### Records supplied ###

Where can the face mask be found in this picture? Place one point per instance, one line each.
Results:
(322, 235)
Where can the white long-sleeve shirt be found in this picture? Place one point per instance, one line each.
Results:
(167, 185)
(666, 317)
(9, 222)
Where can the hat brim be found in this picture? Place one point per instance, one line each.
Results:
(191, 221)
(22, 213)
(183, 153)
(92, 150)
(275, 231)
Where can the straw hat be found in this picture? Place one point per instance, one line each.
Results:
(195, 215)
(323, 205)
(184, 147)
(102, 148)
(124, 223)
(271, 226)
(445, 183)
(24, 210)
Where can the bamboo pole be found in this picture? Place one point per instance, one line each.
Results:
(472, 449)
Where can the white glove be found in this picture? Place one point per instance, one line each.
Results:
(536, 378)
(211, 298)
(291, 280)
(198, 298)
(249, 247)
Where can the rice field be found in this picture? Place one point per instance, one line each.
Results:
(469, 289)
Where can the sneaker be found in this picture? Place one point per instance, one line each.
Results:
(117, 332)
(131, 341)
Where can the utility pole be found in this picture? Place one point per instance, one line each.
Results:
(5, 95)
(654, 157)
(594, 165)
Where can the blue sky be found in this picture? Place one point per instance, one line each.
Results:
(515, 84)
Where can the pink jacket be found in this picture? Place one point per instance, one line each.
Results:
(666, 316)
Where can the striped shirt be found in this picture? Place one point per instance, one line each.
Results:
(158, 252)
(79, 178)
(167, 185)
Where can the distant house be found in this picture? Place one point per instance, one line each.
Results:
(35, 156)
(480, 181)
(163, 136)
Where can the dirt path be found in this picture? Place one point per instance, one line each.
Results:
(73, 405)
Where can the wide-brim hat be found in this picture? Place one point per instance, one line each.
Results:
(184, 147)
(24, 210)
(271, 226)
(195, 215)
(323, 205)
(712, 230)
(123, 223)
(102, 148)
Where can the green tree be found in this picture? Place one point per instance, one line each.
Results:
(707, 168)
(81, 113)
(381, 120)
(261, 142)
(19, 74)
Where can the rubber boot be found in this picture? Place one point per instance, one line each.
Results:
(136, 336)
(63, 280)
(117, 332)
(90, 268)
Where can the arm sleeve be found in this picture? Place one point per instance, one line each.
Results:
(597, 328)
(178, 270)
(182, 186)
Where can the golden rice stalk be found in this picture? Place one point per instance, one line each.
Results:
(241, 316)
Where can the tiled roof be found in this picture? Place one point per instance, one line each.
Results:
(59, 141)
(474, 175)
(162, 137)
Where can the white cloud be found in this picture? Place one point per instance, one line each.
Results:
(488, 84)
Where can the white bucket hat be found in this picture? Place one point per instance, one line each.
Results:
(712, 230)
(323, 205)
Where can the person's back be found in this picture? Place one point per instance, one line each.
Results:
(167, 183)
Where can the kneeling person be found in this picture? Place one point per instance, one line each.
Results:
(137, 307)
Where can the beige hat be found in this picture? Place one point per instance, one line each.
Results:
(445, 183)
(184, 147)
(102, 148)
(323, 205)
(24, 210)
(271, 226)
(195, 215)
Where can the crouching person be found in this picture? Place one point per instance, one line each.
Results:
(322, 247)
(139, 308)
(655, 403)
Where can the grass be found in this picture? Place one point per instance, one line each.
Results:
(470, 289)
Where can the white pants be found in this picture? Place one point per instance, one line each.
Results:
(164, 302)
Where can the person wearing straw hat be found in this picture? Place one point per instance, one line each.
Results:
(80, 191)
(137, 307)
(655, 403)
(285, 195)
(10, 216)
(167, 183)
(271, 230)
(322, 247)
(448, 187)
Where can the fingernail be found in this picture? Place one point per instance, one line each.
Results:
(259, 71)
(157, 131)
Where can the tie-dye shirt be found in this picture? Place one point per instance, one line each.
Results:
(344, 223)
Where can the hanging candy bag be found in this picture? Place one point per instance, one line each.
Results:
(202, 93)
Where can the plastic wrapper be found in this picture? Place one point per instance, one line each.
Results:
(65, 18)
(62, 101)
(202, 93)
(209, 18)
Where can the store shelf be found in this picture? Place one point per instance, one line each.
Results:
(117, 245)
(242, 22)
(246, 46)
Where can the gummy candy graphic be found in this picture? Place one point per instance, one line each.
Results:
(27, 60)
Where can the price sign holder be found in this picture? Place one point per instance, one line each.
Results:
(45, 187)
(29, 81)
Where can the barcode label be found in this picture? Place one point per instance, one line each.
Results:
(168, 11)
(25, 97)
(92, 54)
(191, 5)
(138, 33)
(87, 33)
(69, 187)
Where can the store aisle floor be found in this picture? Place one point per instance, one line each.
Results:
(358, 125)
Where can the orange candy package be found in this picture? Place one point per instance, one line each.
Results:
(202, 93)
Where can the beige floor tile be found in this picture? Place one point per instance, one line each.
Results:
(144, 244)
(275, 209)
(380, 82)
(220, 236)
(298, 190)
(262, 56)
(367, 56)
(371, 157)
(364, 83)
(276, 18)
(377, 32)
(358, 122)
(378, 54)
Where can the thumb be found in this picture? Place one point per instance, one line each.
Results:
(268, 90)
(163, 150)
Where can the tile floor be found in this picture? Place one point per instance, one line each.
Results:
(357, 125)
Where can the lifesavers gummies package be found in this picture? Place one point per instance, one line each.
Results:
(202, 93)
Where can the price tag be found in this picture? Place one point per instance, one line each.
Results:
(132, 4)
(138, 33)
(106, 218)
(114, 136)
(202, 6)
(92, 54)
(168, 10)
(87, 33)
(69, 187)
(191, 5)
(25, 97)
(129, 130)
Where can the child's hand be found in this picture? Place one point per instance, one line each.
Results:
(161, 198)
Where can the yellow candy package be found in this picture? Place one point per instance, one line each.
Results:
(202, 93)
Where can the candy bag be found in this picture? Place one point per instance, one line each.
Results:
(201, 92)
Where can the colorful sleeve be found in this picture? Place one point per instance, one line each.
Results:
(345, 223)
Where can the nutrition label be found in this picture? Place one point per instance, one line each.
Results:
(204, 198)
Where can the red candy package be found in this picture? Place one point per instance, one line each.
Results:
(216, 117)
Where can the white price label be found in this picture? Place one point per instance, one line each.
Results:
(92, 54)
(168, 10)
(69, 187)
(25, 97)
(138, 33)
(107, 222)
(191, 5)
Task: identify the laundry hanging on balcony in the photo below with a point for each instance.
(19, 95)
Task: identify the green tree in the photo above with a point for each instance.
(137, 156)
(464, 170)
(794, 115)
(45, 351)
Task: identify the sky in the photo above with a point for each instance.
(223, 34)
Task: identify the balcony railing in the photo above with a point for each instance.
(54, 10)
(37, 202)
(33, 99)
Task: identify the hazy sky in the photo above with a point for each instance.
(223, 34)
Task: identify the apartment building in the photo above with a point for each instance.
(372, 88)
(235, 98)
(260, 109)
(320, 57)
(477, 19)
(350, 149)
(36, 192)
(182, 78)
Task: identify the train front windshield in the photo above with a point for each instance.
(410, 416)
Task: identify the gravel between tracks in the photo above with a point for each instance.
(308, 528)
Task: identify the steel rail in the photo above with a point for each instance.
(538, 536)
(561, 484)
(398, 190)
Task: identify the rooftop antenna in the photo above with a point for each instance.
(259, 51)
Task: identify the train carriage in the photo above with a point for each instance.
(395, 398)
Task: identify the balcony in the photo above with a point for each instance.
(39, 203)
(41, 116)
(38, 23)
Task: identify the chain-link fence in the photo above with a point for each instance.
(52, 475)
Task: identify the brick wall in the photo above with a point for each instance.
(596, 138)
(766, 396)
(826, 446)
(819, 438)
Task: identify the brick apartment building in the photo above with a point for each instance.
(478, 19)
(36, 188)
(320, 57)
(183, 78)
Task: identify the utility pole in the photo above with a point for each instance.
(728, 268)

###

*What you should do*. Copy every entry exactly; no part may be left out.

*Answer section*.
Where can the face mask be found in this picture? Place one point per instance, one line each.
Results:
(322, 235)
Where can the white long-sleeve shirt be found in this picture? Place one point per instance, one line each.
Results:
(167, 185)
(666, 317)
(9, 222)
Where can the hat brim be found in this picture? Place one point per instance, one line each.
Results:
(191, 221)
(22, 213)
(183, 153)
(92, 150)
(275, 231)
Where can the straw hat be found in this picture? Place one point per instance, one line each.
Results:
(195, 215)
(323, 205)
(184, 147)
(102, 148)
(124, 223)
(271, 226)
(445, 183)
(24, 210)
Where can the bamboo pole be found in this picture? Place one point per instance, one line each.
Results:
(472, 449)
Where can the white glove be found in this picture? Place one point per instance, one line each.
Results:
(536, 378)
(211, 298)
(291, 280)
(198, 298)
(249, 247)
Where can the rice field be found in this picture? Place one point per instance, one line each.
Results:
(469, 289)
Where can the sneaker be found in this picture? Place one point per instance, one line each.
Results:
(117, 332)
(131, 341)
Where can the utility pole be found in this picture? Place one point per instance, one line each.
Results:
(5, 95)
(654, 157)
(594, 165)
Where can the blue sky be found in this picture? Place one point per instance, one line each.
Results:
(515, 84)
Where can the pink jacket be found in this picture? Place one point per instance, one line each.
Results:
(666, 316)
Where can the striped shirt be found in this picture? Place one point per instance, one line each.
Results:
(158, 252)
(79, 178)
(167, 185)
Where can the distant house be found in this picture? Place one point per instance, one line each.
Results:
(35, 156)
(480, 181)
(163, 136)
Where can the dirt path be found in this picture? Place one point per instance, one line each.
Results:
(73, 405)
Where can the wide-brim hat be found in this picture? Place one point per instance, one line each.
Results:
(184, 147)
(24, 210)
(271, 226)
(195, 215)
(323, 205)
(712, 230)
(123, 223)
(102, 148)
Where can the green tree be found in this picture? Place one point per instance, one line each.
Results:
(707, 168)
(81, 113)
(381, 120)
(261, 142)
(19, 74)
Where can the rubber boot be found in this picture? Place one point per instance, one line each.
Results:
(136, 336)
(63, 280)
(117, 332)
(90, 268)
Where can the arm sleeve be found in this picture? Place one point per instance, one line each.
Results:
(597, 328)
(178, 270)
(182, 186)
Where can the golden rice stalk be found in this picture? Place one point per instance, one line each.
Results:
(241, 316)
Where can the tiled roof be found in this picture? Place one point per instance, one line each.
Results:
(59, 141)
(474, 175)
(162, 137)
Where can the white cloud be found in this picture? Place one point per instance, one line each.
Results:
(488, 84)
Where can the white bucket hat be found in this picture? Place one point per instance, one line each.
Results:
(712, 230)
(323, 205)
Where can the person's back be found in this picture? Place one point per instance, one line each.
Results:
(167, 183)
Where can the kneeling person be found in this picture? Place one point per instance, one line each.
Results:
(137, 307)
Where can the beige hat be found in this picture? Place one point per instance, one line each.
Results:
(445, 183)
(184, 147)
(102, 148)
(323, 205)
(24, 210)
(271, 226)
(195, 215)
Where can the crouching person be found in this picture? Place one point per instance, one line each.
Results:
(322, 247)
(139, 308)
(655, 403)
Where can the grass be found in this picture? Place one point per instance, one line each.
Results:
(470, 289)
Where can the white pants be found in this picture? Place one point per instance, one line each.
Results:
(164, 302)
Where can the person wearing straw hat be found in this picture? Place one point per instance, one line each.
Results:
(80, 191)
(137, 307)
(655, 403)
(285, 195)
(10, 216)
(167, 183)
(271, 230)
(322, 247)
(448, 187)
Where can the fingernail be found in this picture? Place one point per instance, one line each.
Results:
(259, 71)
(157, 131)
Where can the tie-dye shirt be found in this picture? Place one point per instance, one line each.
Results:
(344, 223)
Where can the hanging candy bag be found in this picture? Place one point per instance, one line each.
Results:
(202, 93)
Where can the plastic wrapper be found in this picture? Place one point per instance, one line each.
Results:
(65, 18)
(62, 101)
(202, 93)
(209, 18)
Where can the store shelf be found in this picture? Place one point per instance, one line each.
Results:
(117, 245)
(242, 22)
(246, 46)
Where can the gummy candy graphic be found in this picture? Place one point per instance, one line each.
Results:
(27, 60)
Where can the price sign holder be found in this picture? Place one point per instance, one line each.
Results:
(45, 187)
(29, 81)
Where can the barcode label be found in this picture? Place one point per instance, one line each.
Results:
(168, 11)
(25, 97)
(92, 54)
(191, 5)
(138, 33)
(87, 33)
(69, 187)
Where can the store aisle floor be found in this picture? Place one point per instance, one line each.
Results:
(358, 125)
Where can the orange candy package be found in this picture? Place one point per instance, one line each.
Results:
(202, 93)
Where can the beige floor tile be found in this picture? Place one point per instance, one line each.
Results:
(144, 244)
(275, 209)
(380, 82)
(220, 236)
(298, 190)
(262, 56)
(367, 56)
(371, 157)
(364, 83)
(276, 18)
(377, 32)
(358, 122)
(378, 54)
Where can the thumb be found in this picture? Place one point per instance, one line each.
Results:
(268, 90)
(163, 150)
Where can the tile floor be found in this picture? Place one point per instance, one line each.
Results:
(357, 125)
Where can the lifesavers gummies package be found in this picture? Place one point per instance, one line each.
Results:
(202, 93)
Where can the price tag be found in this picture? Place one point per instance, one line each.
Results:
(132, 4)
(138, 33)
(106, 218)
(114, 136)
(202, 6)
(92, 54)
(168, 10)
(87, 33)
(69, 187)
(191, 5)
(25, 97)
(129, 130)
Where can the child's hand be found in this picture? Place one point per instance, one line each.
Results:
(161, 198)
Where can the yellow candy package be found in this picture? Place one point per instance, one line each.
Results:
(202, 93)
Where can the candy bag be found in this picture? Place one point per instance, one line each.
Results:
(201, 92)
Where can the colorful sleeve be found in this picture? Place one point per instance, one line each.
Results:
(345, 223)
Where can the nutrition label be found in this picture? Place one point per instance, one line each.
Results:
(204, 198)
Where can the red candy package be found in this picture? Place one point per instance, one line each.
Results:
(216, 117)
Where can the white price label be found in this picture? Place one point per instance, one line each.
Results:
(92, 54)
(168, 10)
(69, 187)
(25, 97)
(138, 33)
(107, 222)
(191, 5)
Task: identify the laundry hanging on balcony in the photo below with a point for each instance.
(19, 95)
Task: identify the green tree in the photo above with a point for each instance.
(137, 156)
(464, 170)
(794, 115)
(45, 351)
Task: identify the sky in the photo above with a point for each instance.
(223, 34)
Task: identify the balcony railing in the photo above with a point for each instance.
(54, 10)
(37, 202)
(33, 99)
Task: identify the hazy sky in the photo above with a point for each instance.
(223, 34)
Task: identify the apartment building in the photo above with a point for each instance.
(372, 88)
(235, 98)
(260, 109)
(320, 57)
(477, 19)
(350, 149)
(36, 192)
(182, 78)
Task: identify the train front windshield in the photo above with a point for each instance.
(410, 416)
Task: identify the gravel between tracks in the photo above with a point for each instance.
(308, 528)
Task: identify the steel rail in the photo above with a point for each instance.
(538, 536)
(561, 484)
(398, 190)
Task: identify the rooftop antenna in the photo above with a point for each instance.
(259, 51)
Task: identify the train carriage in the photo above with a point for each instance.
(395, 398)
Task: identify the balcony in the photo above with a point for each instance.
(39, 203)
(41, 116)
(38, 23)
Task: identify the chain-link fence in the photo above with a point for each instance.
(52, 475)
Task: identify the brick wall in the photo above with a point for each instance.
(596, 138)
(766, 396)
(826, 446)
(819, 438)
Task: identify the brick apartment building in the photo above with a point for each instance.
(478, 19)
(36, 188)
(320, 57)
(183, 78)
Task: identify the utility pole in the photo above with a point for each instance.
(728, 268)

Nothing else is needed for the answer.